[START OF PROVIDED ENTRIES]

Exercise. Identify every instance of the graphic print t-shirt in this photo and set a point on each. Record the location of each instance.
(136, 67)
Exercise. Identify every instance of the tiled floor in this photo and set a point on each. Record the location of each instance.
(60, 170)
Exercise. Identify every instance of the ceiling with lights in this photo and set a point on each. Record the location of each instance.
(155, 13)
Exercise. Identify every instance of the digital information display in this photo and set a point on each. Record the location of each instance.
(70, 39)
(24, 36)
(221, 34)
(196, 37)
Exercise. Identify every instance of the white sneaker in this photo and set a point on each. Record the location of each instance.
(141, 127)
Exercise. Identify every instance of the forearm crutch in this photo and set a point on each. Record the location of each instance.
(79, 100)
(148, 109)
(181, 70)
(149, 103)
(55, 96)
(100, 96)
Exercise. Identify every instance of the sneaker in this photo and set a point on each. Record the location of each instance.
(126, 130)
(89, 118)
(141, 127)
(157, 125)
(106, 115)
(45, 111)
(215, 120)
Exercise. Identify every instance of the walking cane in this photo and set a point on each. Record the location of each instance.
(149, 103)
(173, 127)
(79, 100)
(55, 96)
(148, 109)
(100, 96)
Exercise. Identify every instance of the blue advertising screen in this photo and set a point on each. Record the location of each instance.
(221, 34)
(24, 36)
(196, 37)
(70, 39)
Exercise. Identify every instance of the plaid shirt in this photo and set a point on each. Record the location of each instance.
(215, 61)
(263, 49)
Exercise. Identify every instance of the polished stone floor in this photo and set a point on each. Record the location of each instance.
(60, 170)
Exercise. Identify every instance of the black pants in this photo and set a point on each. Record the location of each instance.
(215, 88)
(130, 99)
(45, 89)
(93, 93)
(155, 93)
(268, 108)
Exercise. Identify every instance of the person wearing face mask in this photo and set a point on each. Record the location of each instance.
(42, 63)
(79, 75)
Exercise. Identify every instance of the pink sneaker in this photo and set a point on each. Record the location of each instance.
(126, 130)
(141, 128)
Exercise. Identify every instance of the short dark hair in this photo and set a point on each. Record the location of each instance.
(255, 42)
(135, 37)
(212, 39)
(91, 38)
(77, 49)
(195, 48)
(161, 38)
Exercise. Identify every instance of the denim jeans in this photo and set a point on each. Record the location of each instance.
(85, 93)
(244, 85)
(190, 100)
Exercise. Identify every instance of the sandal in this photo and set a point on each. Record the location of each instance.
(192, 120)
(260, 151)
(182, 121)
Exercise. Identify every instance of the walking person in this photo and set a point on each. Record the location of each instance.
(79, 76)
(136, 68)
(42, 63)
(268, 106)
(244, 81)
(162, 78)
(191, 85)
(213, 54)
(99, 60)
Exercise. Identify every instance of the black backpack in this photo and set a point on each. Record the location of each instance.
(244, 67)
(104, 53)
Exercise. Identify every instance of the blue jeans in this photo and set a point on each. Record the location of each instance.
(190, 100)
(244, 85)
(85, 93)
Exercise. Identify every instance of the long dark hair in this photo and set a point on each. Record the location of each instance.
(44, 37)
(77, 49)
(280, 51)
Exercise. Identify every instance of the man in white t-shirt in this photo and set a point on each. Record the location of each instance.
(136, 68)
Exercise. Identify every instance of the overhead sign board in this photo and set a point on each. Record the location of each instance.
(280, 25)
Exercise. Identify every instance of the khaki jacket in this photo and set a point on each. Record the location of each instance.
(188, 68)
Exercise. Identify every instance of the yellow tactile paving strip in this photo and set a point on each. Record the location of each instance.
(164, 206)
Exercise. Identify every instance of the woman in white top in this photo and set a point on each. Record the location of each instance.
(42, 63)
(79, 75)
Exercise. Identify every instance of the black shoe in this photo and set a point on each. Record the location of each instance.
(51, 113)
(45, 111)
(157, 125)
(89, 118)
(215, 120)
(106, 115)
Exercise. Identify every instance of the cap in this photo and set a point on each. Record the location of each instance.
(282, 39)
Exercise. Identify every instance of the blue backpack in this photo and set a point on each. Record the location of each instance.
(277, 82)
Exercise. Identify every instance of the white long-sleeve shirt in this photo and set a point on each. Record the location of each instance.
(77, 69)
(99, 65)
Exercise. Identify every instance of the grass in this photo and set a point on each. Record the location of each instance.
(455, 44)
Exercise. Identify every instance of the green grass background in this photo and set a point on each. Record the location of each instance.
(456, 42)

[END OF PROVIDED ENTRIES]

• [SET PROBLEM] Give the listing above again, word for word.

• [REPLY TO THE EXERCISE]
Exercise. Identify every instance of the graphic print t-shirt in this photo and set a point on each. Record the location of each instance.
(136, 67)
Exercise. Identify every instance of the tiled floor in this photo and set a point on each. Record the location of each instance.
(60, 170)
Exercise. Identify every instance of the ceiling with lights in this photo and set a point on each. Record the location of each instance.
(155, 13)
Exercise. Identify every instance of the digital information display in this photo and set a point on each. Record the location of each instance.
(70, 39)
(24, 36)
(221, 34)
(196, 37)
Exercise. Identify every instance of the white sneaker in this photo and set a point on each. Record the location of each instance.
(141, 127)
Exercise. Identify every instance of the forearm crutch in this photo and set a point on each. Record the location of each instance.
(79, 100)
(148, 109)
(181, 70)
(149, 103)
(55, 96)
(100, 96)
Exercise. Identify every instance of the sneaker in this photo and set a point on each. Record the location of each instance.
(126, 130)
(89, 118)
(141, 127)
(157, 125)
(106, 115)
(45, 111)
(215, 120)
Exercise. Identify every instance of the walking cane in this photo and set a point on each. Record the location of each instance.
(149, 103)
(173, 127)
(79, 100)
(55, 96)
(148, 109)
(100, 96)
Exercise. Identify every instance of the blue advertising screen in this photo and set a point on each. Record the location of each instance.
(221, 34)
(24, 36)
(196, 37)
(70, 39)
Exercise. Identify every instance of the plaid shirt in this photo and set a point on each. Record the location of each instance.
(215, 61)
(263, 49)
Exercise. Identify every instance of the polished stone floor in this photo and set a point on each. Record the location of each instance.
(60, 170)
Exercise. Identify every instance of the black pants in this photo and set a point on each. Record the location of each instance.
(215, 88)
(130, 99)
(45, 89)
(93, 93)
(155, 93)
(268, 108)
Exercise. Identify every instance of the person wearing face mask in this photo and set a point on each. Record the location of each instance.
(42, 63)
(79, 75)
Exercise. Identify every instance of the pink sneaker in this photo and set a point on each. Record the location of each instance.
(126, 130)
(141, 128)
Exercise. Identify every instance of the short dark hair in this photo and set a point on each. Record the location of each instance.
(255, 42)
(135, 37)
(212, 39)
(91, 38)
(77, 49)
(195, 48)
(161, 38)
Exercise. Identify every instance of the denim jeans in this photo and set a point on each. Record the location of each instance.
(85, 93)
(244, 85)
(190, 100)
Exercise. Identify every instance of the sandal in this photo and set a point on each. Record the location of each instance.
(192, 120)
(260, 151)
(182, 121)
Exercise. Identify every instance of the walking person in this photo and set a point on each. Record the location of each instance.
(79, 76)
(136, 68)
(42, 63)
(268, 106)
(244, 81)
(162, 78)
(191, 85)
(213, 54)
(99, 60)
Exercise. Identify every instance of the black backpack in this photo and set a point on each. Record the location of each instance.
(244, 67)
(104, 53)
Exercise. Identify every instance of the blue jeans in this photo and set a point on each. Record the location of each instance.
(190, 100)
(244, 85)
(85, 93)
Exercise. Identify every instance of the long dark hair in this photo and set a point on each. Record the location of each instance.
(44, 37)
(77, 49)
(280, 51)
Exercise. Identify every instance of the man in white t-shirt in this photo and set a point on each. Record the location of each instance.
(136, 68)
Exercise. Identify every instance of the overhead sign board in this photo and set a point on each. Record the location of each instance.
(280, 25)
Exercise. Identify every instance of the khaki jacket in this photo and set a point on each. Record the location of each instance.
(188, 68)
Exercise. Identify every instance of the yellow tactile paving strip in this photo and set a point on each. Record the location of each instance.
(164, 206)
Exercise. Identify every instance of the woman in white top in this photo and set a point on each. Record the location of each instance.
(42, 63)
(79, 75)
Exercise. Identify every instance of the black shoe in this photo and set a point on each. Record the location of each instance.
(51, 113)
(45, 111)
(157, 125)
(89, 118)
(215, 120)
(106, 115)
Exercise. Identify every instance of the cap in this photo and set a point on each. Record the location of each instance.
(282, 39)
Exercise. Identify every instance of the blue backpack in this photo and set a point on each. Record the location of each instance.
(277, 82)
Exercise. Identify every instance of the white long-sleeve shirt in this photo and set a point on each. Record the location of each instance.
(77, 69)
(99, 65)
Exercise. Identify every instance of the grass in this photo and set a point on each. Record the location of each instance.
(455, 44)
Exercise. Identify every instance of the green grass background in this photo and set a point on each. Record the location of each instance.
(456, 42)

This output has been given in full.